Dataset ▸
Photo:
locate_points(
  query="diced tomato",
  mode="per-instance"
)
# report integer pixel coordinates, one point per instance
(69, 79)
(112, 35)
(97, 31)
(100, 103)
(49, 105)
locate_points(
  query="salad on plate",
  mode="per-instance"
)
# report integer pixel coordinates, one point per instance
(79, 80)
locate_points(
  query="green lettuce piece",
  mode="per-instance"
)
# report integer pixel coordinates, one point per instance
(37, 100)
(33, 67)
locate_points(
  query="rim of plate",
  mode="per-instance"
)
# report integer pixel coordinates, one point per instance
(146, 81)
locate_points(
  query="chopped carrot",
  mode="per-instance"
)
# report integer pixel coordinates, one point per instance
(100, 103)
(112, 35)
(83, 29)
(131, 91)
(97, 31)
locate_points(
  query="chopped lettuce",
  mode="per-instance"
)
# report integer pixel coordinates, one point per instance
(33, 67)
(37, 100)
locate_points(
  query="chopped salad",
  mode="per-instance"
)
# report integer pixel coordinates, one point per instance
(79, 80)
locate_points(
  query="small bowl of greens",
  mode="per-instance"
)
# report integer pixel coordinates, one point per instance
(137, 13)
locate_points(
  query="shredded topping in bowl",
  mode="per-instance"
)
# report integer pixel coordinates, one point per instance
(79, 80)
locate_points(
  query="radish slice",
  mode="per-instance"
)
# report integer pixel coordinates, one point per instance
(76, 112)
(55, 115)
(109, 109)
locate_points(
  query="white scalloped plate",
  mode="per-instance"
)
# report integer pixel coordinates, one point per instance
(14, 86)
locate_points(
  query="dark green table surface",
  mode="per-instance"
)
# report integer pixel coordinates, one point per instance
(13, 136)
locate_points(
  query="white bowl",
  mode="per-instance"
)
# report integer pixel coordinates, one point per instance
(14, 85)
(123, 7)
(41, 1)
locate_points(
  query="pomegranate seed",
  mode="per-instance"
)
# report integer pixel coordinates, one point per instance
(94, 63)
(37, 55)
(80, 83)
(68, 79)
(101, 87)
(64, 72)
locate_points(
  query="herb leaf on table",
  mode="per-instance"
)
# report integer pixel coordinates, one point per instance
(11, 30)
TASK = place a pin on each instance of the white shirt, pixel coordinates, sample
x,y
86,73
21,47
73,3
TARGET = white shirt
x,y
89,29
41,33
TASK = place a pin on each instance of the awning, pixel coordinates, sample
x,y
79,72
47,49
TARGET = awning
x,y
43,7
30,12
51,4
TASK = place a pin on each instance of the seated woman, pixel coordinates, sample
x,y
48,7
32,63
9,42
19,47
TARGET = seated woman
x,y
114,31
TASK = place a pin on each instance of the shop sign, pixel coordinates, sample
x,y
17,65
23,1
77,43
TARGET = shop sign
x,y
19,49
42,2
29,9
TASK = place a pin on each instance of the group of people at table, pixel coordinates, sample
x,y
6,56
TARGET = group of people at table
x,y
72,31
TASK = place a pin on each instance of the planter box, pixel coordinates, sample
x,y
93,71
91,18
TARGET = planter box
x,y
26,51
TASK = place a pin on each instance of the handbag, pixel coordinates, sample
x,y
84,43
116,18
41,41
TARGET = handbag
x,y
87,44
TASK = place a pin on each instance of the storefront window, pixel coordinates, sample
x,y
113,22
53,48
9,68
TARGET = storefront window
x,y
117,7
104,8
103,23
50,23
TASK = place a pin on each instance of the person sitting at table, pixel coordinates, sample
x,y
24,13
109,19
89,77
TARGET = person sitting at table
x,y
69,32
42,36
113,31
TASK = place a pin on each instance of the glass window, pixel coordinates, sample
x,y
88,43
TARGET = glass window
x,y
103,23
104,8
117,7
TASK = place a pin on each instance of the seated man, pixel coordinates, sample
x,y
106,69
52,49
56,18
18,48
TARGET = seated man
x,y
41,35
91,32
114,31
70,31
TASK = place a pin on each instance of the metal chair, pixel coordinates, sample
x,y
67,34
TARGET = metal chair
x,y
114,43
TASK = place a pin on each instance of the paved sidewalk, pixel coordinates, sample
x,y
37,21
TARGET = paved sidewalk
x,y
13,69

Instructions to follow ▸
How many lines in the entries include "salad"? Only the number is wanted.

Solution below ▸
2